[START]

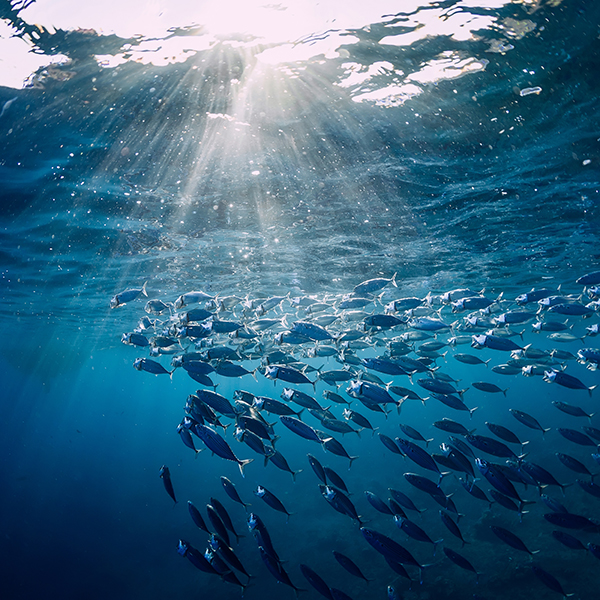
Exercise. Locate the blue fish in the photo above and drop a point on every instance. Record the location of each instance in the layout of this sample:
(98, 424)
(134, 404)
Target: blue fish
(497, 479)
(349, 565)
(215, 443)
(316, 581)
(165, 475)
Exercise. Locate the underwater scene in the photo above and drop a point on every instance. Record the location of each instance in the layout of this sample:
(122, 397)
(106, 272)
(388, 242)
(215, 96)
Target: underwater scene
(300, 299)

[END]
[START]

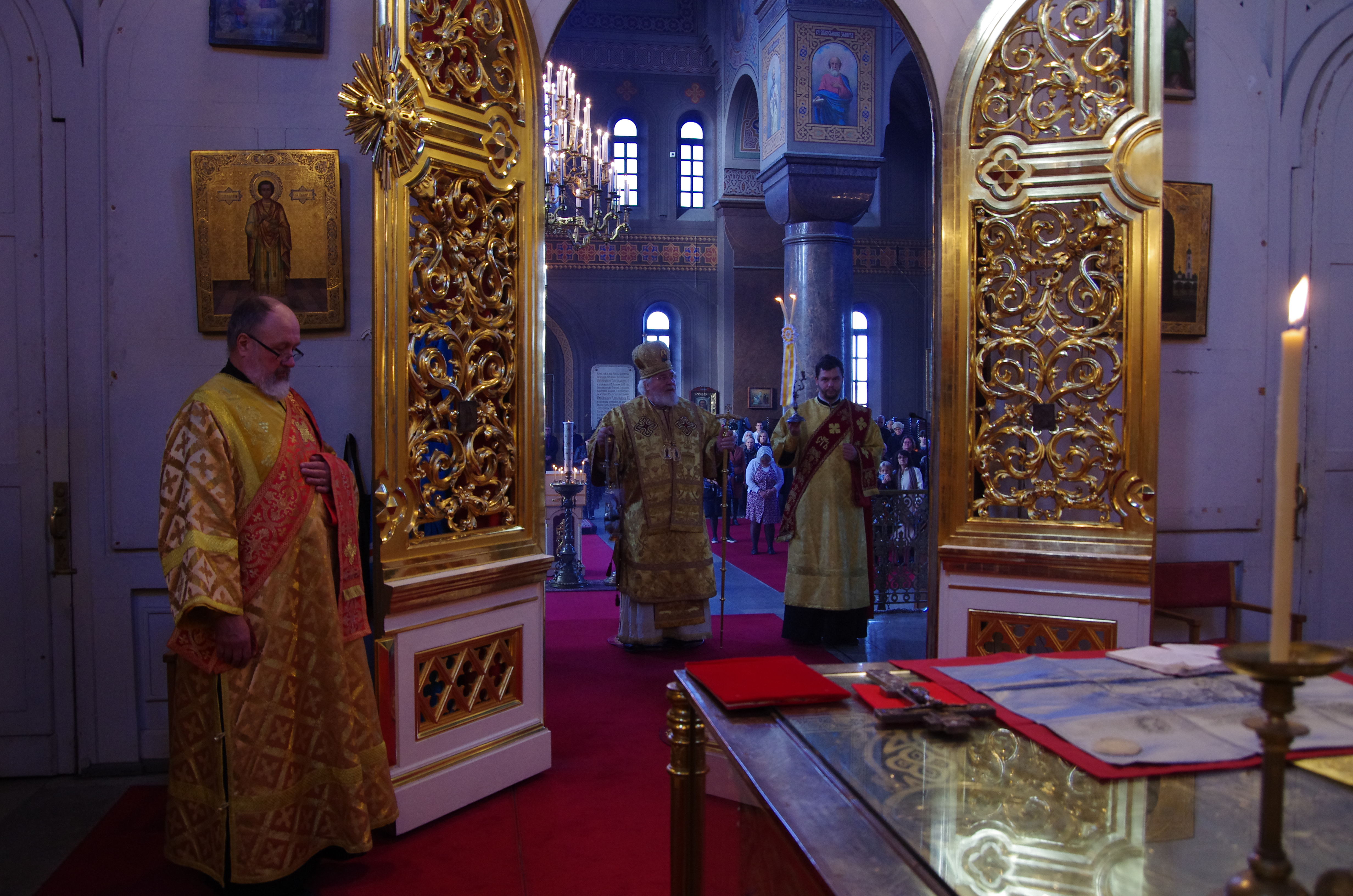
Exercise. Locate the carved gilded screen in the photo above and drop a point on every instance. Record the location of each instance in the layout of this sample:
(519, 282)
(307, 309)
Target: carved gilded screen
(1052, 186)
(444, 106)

[END]
[START]

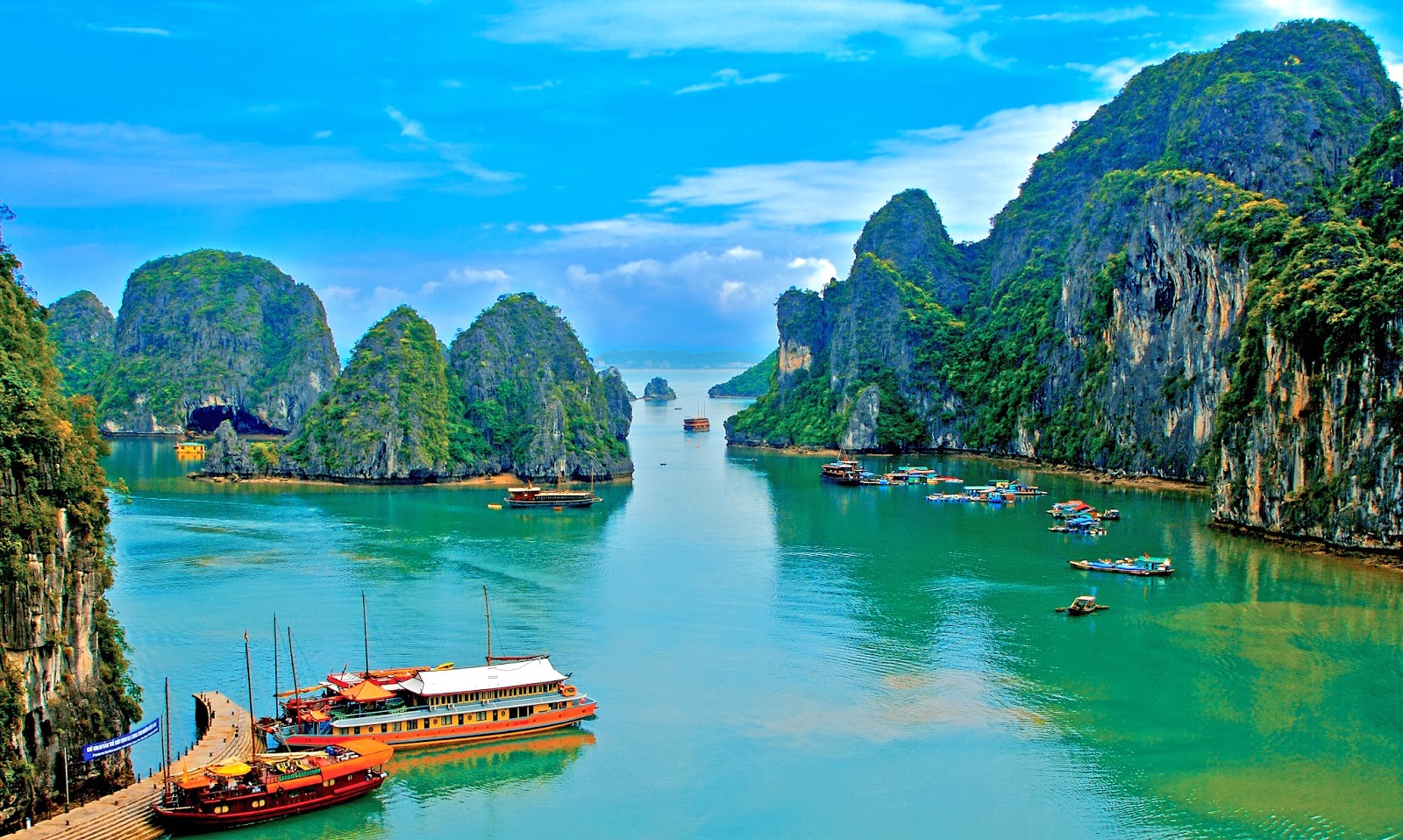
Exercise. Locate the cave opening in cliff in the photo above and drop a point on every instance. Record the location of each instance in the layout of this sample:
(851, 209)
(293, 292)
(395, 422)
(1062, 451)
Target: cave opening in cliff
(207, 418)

[END]

**WHAT TO PRODUCE**
Count the lines in the items above that contain the word "location", and reply with the number alone.

**THE SOLUTION**
4